RECORDED INFORMATION:
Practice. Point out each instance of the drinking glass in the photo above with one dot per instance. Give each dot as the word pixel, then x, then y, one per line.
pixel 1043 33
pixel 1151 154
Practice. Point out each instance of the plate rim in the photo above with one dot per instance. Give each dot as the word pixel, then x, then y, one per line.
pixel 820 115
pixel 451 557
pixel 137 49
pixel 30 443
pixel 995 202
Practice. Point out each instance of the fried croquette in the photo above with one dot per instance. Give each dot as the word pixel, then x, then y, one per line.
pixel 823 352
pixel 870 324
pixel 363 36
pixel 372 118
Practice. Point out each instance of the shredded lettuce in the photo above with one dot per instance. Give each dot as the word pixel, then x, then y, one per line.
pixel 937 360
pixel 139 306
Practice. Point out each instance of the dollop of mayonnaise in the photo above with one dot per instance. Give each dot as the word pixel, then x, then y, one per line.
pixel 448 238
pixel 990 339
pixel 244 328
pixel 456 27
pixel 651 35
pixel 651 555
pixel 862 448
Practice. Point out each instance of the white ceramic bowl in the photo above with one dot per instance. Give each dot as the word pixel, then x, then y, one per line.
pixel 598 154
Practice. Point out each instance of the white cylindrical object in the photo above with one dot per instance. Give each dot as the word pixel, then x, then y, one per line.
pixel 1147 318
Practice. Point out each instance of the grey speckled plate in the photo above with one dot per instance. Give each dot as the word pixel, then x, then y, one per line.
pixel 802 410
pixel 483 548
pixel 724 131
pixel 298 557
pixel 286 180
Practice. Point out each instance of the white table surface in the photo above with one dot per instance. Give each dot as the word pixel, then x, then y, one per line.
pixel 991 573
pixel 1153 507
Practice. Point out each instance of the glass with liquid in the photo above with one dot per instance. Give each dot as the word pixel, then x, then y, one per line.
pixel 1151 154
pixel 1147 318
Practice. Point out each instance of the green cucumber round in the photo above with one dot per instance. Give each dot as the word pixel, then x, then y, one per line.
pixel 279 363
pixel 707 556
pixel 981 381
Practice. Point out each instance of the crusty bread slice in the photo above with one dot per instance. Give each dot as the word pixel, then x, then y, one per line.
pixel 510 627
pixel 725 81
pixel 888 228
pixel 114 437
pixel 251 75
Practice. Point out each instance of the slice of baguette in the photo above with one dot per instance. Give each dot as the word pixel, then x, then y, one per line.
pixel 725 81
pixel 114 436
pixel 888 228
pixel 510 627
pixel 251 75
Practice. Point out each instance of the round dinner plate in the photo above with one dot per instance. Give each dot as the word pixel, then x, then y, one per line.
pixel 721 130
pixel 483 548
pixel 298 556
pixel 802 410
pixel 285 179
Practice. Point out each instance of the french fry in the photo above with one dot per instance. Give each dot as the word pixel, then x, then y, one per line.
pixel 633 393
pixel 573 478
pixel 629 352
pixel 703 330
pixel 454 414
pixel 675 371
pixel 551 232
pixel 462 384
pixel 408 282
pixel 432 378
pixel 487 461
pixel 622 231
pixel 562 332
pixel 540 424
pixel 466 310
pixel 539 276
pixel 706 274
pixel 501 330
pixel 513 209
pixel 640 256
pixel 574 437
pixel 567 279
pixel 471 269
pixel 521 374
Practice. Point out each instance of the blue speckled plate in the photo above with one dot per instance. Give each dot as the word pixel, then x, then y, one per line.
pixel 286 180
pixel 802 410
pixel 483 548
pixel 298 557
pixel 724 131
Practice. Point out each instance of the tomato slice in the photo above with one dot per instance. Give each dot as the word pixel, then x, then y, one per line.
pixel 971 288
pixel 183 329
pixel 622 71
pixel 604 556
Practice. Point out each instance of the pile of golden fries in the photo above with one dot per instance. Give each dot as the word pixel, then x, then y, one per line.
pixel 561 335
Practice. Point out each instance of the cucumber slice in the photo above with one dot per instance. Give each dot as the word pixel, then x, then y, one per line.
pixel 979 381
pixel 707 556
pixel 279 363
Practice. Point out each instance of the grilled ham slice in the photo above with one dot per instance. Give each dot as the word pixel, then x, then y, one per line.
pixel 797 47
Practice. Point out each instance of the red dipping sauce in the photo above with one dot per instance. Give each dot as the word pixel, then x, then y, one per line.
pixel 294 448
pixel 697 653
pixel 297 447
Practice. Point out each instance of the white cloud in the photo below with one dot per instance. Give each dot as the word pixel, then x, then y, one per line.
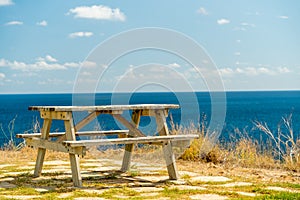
pixel 47 58
pixel 89 64
pixel 42 23
pixel 2 76
pixel 223 21
pixel 283 70
pixel 50 58
pixel 72 64
pixel 174 65
pixel 248 24
pixel 11 23
pixel 253 71
pixel 98 12
pixel 202 11
pixel 6 2
pixel 39 65
pixel 80 34
pixel 283 17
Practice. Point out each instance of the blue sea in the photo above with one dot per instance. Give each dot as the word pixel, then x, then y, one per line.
pixel 242 109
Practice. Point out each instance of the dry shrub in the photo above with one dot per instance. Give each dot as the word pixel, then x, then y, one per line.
pixel 245 153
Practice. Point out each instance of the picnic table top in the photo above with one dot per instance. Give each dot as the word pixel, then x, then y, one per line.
pixel 105 107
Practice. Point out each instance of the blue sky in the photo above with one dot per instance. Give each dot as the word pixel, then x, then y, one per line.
pixel 255 44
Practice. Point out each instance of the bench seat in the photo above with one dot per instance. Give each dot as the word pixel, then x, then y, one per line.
pixel 82 133
pixel 137 140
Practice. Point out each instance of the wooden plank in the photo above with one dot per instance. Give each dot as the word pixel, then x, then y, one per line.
pixel 136 140
pixel 60 115
pixel 132 127
pixel 106 107
pixel 136 117
pixel 42 151
pixel 82 133
pixel 86 120
pixel 169 156
pixel 74 159
pixel 54 146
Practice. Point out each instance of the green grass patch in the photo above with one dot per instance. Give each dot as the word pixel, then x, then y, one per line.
pixel 280 196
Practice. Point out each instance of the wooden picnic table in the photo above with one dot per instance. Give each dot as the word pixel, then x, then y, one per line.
pixel 68 143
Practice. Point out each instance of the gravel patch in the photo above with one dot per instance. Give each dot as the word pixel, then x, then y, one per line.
pixel 210 179
pixel 208 197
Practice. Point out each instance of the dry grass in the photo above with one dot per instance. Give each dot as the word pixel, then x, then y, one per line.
pixel 245 152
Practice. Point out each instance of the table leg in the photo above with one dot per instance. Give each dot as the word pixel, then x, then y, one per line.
pixel 42 151
pixel 136 116
pixel 74 159
pixel 162 129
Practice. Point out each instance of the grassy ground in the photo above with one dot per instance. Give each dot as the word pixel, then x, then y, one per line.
pixel 145 180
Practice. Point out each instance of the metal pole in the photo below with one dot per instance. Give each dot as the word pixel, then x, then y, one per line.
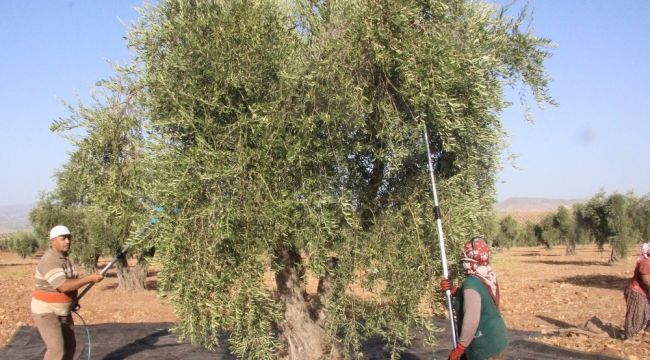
pixel 441 239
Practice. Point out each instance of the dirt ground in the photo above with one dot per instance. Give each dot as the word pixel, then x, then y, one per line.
pixel 576 302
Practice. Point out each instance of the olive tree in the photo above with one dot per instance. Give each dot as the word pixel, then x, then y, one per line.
pixel 103 177
pixel 289 137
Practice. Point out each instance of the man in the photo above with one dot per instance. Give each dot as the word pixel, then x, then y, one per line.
pixel 483 333
pixel 57 282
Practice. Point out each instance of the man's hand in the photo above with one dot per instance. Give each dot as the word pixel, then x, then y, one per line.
pixel 95 278
pixel 446 284
pixel 457 352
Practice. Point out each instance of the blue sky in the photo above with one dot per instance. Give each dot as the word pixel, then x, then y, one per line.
pixel 596 139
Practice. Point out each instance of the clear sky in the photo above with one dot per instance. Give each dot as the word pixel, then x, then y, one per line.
pixel 597 138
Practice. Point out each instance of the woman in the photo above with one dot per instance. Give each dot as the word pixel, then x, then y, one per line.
pixel 481 328
pixel 637 294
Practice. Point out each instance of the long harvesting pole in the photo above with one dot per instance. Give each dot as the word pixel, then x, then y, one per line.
pixel 441 238
pixel 152 221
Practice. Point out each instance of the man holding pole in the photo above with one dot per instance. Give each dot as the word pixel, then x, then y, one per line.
pixel 57 282
pixel 483 333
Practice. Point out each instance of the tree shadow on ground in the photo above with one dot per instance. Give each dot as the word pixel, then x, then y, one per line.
pixel 608 282
pixel 535 254
pixel 140 341
pixel 575 263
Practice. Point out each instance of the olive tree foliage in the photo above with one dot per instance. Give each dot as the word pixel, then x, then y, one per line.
pixel 289 136
pixel 102 181
pixel 22 243
pixel 610 219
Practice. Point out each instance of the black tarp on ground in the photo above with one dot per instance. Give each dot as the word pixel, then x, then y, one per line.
pixel 153 341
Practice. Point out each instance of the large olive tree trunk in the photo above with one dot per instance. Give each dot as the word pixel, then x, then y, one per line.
pixel 302 331
pixel 132 278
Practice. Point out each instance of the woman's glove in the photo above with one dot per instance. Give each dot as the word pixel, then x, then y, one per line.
pixel 457 352
pixel 445 284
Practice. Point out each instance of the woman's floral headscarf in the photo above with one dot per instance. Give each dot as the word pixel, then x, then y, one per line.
pixel 476 262
pixel 645 251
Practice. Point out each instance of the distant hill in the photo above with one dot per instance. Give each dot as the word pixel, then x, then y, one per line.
pixel 531 209
pixel 15 218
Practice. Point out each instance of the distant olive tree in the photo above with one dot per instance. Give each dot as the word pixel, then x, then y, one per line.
pixel 564 225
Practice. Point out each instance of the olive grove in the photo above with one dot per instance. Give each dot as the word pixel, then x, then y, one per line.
pixel 289 137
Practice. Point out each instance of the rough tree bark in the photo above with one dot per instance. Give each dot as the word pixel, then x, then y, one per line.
pixel 302 331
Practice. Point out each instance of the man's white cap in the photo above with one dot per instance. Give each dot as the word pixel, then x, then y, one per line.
pixel 58 231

EXERCISE BRIEF: Format the material from the line with "Practice. Point out each instance of the red" to the line with "pixel 105 107", both ends included, as a Markdown table with the columns Row and Text, giving each line its row number. Omit blank lines, and leave the pictures out of the table.

FULL SOLUTION:
| Row | Text |
|---|---|
| 1 | Practice. Point out each instance of the red dipping sauce in the photo above with one dot per instance. Give each dot as the word pixel, then x, then y, one per line. |
| 2 | pixel 294 448 |
| 3 | pixel 697 653 |
| 4 | pixel 297 447 |
| 5 | Practice. Point out each instance of the white cloud in the photo below with one dot per instance. Give each dot as the word pixel, then x, then y, one per line. |
| 6 | pixel 47 58 |
| 7 | pixel 89 64 |
| 8 | pixel 42 23 |
| 9 | pixel 2 76 |
| 10 | pixel 223 21 |
| 11 | pixel 283 70 |
| 12 | pixel 50 58 |
| 13 | pixel 72 64 |
| 14 | pixel 174 65 |
| 15 | pixel 248 24 |
| 16 | pixel 11 23 |
| 17 | pixel 253 71 |
| 18 | pixel 98 12 |
| 19 | pixel 202 11 |
| 20 | pixel 6 2 |
| 21 | pixel 39 65 |
| 22 | pixel 80 34 |
| 23 | pixel 283 17 |
| 24 | Practice. Point out each instance of the blue sea in the photo above with one dot per instance. Give each dot as the word pixel, then x, then y, one per line. |
| 25 | pixel 242 109 |
| 26 | Practice. Point out each instance of the dry shrub in the photo above with one dot per instance. Give each dot as the word pixel, then x, then y, one per line. |
| 27 | pixel 245 153 |
| 28 | Practice. Point out each instance of the picnic table top in the photo above with one dot per instance. Give each dot as the word pixel, then x, then y, one per line. |
| 29 | pixel 105 107 |